==== Reading text ====

Administration of BP before teriparatide attenuates its effect on BMD increase38, particularly in the hip, where it may transiently decrease slightly. However, the VERO39 study showed that attenuation does not result in a decrease in the anti-fracture effect. The STRUCTURE study shows that prior administration of BP attenuates the efficacy of romosozumab in increasing BMD but does not prevent it40. It can be concluded that the administration of bone-forming agents after PB should not be ruled out when considered appropriate.

BP after bone-forming agents

After withdrawal of any bone forming agent, an antiresorptive agent should be administered. The efficacy of N-BPs is widely demonstrated41–43.

Combinations

The effect of the combination of BP with PTH on BMD has been studied, but not on fractures. The combination can be considered from the beginning of the treatment, or by adding teriparatide to previously established BP treatment. In relation to the first possibility, a first study44 showed that the combination of teriparatide with alendronate did not improve the effects of the former. However, a later one with zoledronate45 concluded that the combination provides a favourable outcome, at least for the first 6 months. Regarding studies in which teriparatide is added to previous BP treatment, negative46 and positive47 results have again been reported.

==== Dataset content ====

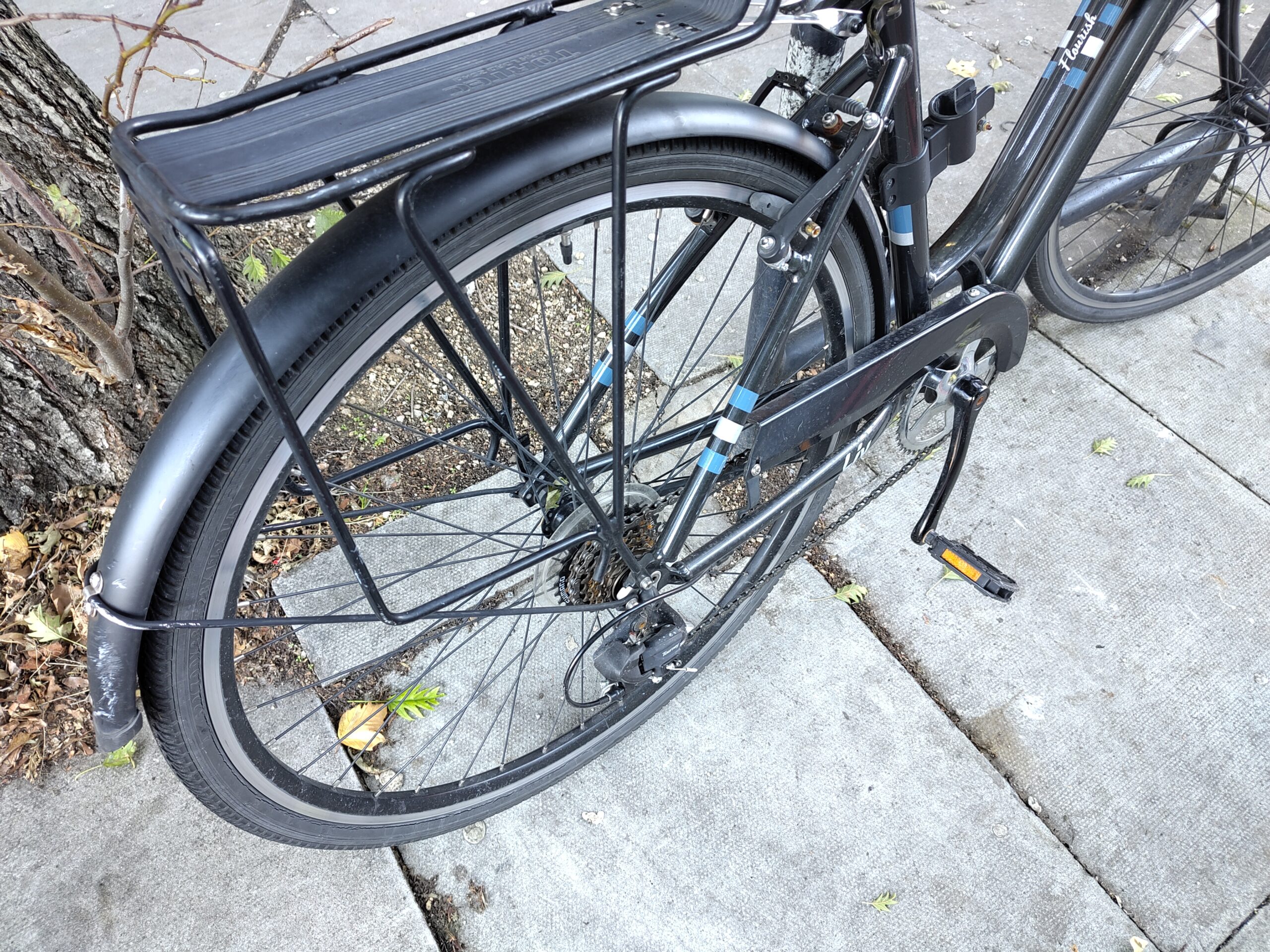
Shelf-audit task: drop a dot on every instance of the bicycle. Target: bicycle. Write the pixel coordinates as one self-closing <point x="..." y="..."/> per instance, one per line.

====

● **What to do**:
Summarize the text on BP and bone-forming agents in two sentences. Use only the text to complete the task.

● **Answer space**:
Giving BP before teriparatide or romosozumab attenuates the BMD increase, though the VERO study showed no decrease in anti-fracture effect, so bone-forming agents after BP should not be ruled out when considered appropriate. An antiresorptive agent should follow withdrawal of any bone-forming agent, and combining BP with PTH has been studied for BMD but not fractures, with both negative and positive results reported.